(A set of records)
☆ ☆ ☆ ☆ ☆ ☆ ☆
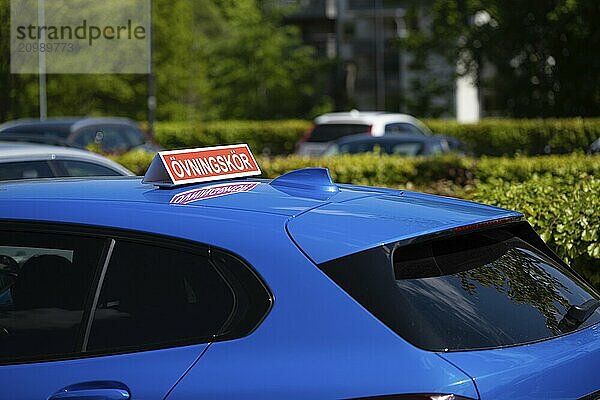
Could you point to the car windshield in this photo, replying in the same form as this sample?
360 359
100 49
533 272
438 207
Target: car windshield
330 132
473 291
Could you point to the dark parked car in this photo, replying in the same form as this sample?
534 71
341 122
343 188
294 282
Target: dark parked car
114 135
396 144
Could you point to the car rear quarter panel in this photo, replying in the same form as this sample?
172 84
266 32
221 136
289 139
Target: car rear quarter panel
316 342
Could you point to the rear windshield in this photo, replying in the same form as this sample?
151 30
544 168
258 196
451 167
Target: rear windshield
330 132
474 291
402 149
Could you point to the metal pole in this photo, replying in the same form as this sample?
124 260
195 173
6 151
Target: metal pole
379 55
340 94
151 84
42 62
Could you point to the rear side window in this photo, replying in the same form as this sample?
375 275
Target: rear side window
25 170
154 296
479 290
44 282
82 168
402 127
331 132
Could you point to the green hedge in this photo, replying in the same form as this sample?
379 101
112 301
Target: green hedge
495 137
271 137
525 136
559 194
564 210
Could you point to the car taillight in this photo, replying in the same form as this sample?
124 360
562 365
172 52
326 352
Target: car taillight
416 396
485 224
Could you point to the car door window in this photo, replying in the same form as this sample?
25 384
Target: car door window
112 139
25 170
82 168
154 295
45 282
402 127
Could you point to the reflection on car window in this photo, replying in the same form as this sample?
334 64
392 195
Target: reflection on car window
154 295
467 292
402 127
407 149
82 168
25 170
45 281
113 139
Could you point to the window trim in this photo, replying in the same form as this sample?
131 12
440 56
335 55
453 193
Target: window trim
112 236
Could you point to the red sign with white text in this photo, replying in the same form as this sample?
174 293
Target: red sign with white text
207 164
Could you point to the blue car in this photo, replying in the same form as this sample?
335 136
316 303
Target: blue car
292 288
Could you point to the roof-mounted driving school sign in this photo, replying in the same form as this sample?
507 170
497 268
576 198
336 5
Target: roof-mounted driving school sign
178 167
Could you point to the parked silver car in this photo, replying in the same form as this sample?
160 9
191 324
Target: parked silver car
29 161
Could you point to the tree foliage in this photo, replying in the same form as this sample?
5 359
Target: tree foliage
212 59
533 55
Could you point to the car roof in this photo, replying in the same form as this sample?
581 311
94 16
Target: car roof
364 117
67 123
21 152
325 224
387 138
54 122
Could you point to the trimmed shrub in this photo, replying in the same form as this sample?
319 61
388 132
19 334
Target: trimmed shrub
564 210
499 137
495 137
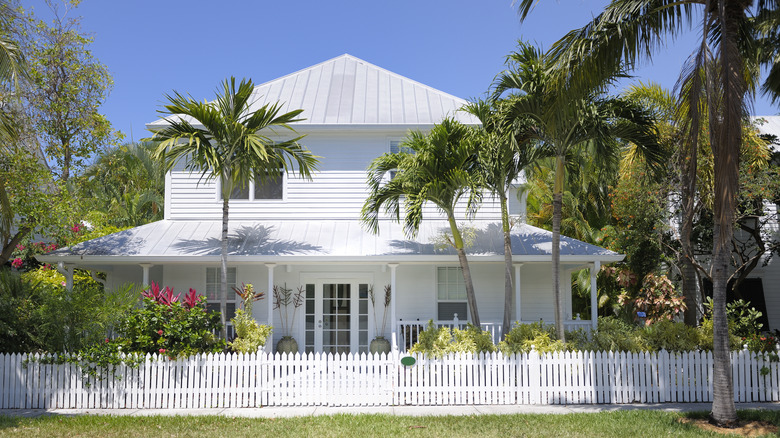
☆ ☆ ☆ ☆ ☆ ☆ ☆
> **Short problem**
Change "trimmed shrub" to "clipped bush" in everything from the line containing "Could you point to the tree" down to the end of the material, and write out that stretch again with nothing else altered. Leave the pictures out of your answer.

> **Response to this exercise**
Could you point to the tree foliage in this photo, replying in the same form as this sample?
5 359
Target: tree foliage
212 59
533 55
Could you point to the car roof in this photo, replying in the same form as this sample?
581 311
94 16
Target: car roof
364 117
67 123
21 152
325 224
387 138
54 122
Could you point to the clipped bush in this photo, replying in the same form as this sample?
319 61
388 132
19 334
Target: clipped bush
564 210
499 137
495 137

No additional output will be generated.